■ TASK STATEMENT ■
Collect every line of the data below that contains the string "flower", and copy each one out.

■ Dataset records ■
****

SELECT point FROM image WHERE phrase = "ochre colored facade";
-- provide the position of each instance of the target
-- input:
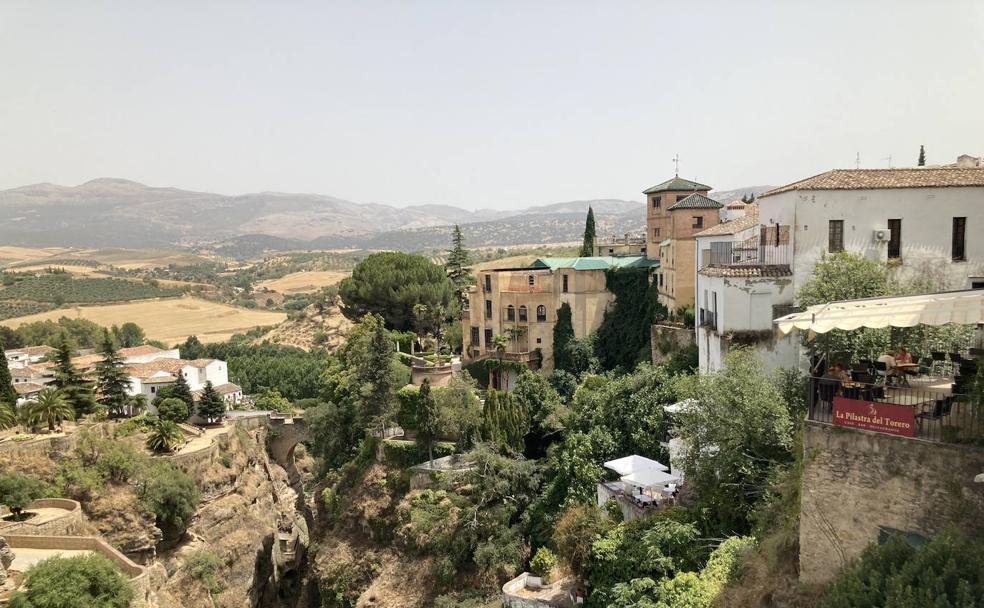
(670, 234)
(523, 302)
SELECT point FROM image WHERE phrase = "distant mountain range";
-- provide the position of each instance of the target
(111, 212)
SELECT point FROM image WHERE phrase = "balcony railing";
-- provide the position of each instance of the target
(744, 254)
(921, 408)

****

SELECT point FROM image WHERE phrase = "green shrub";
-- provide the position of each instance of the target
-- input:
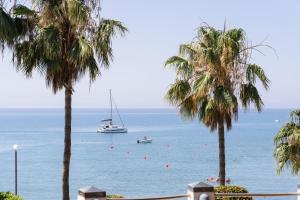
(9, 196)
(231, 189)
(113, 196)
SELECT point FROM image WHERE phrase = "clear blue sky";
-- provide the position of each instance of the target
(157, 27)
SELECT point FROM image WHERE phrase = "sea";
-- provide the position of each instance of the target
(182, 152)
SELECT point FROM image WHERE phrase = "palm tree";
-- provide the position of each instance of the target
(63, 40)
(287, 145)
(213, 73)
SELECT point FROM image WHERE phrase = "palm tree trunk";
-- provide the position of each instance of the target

****

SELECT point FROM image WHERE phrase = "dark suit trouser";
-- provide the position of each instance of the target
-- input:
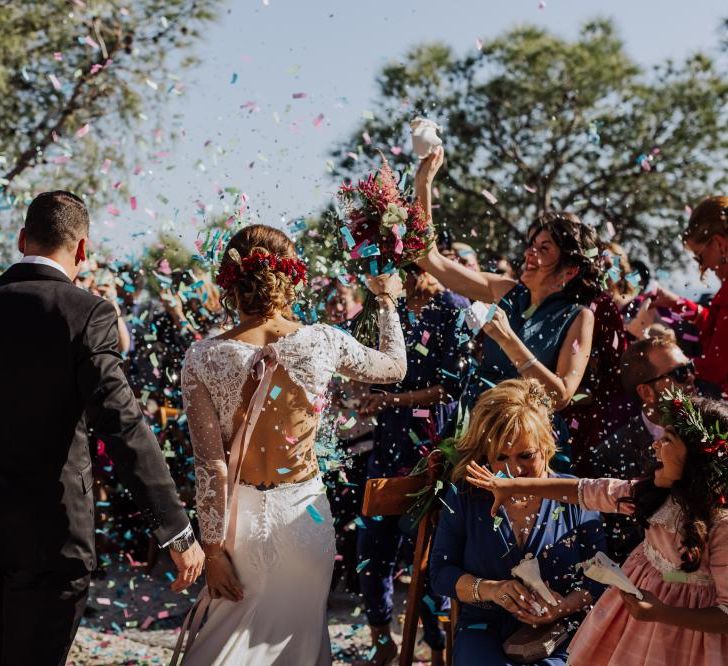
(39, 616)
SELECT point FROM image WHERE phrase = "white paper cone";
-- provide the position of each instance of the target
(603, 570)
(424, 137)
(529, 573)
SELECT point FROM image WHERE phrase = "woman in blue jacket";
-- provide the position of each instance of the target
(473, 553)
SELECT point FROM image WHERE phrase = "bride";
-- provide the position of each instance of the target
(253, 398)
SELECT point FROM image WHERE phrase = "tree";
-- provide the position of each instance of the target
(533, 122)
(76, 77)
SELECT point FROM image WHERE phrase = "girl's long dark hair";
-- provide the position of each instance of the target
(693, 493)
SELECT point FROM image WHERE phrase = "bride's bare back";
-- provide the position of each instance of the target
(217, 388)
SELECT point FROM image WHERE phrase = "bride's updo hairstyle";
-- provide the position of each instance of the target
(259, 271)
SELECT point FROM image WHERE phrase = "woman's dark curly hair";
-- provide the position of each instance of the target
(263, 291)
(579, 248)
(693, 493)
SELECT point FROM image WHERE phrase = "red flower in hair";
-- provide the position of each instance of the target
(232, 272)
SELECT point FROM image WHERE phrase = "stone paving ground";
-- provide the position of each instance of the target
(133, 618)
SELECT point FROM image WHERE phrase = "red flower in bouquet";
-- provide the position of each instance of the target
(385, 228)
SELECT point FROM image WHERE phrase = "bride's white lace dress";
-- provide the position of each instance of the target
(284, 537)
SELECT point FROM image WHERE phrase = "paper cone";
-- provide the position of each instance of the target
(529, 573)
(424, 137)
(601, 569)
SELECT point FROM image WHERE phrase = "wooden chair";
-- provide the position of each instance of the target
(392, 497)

****

■ OUTPUT FOR THIS TASK ■
SELECT point FROM image WHERE phrase = "red flower in hair";
SELECT point FROM image WHERE phrase = "red flower in bouquet";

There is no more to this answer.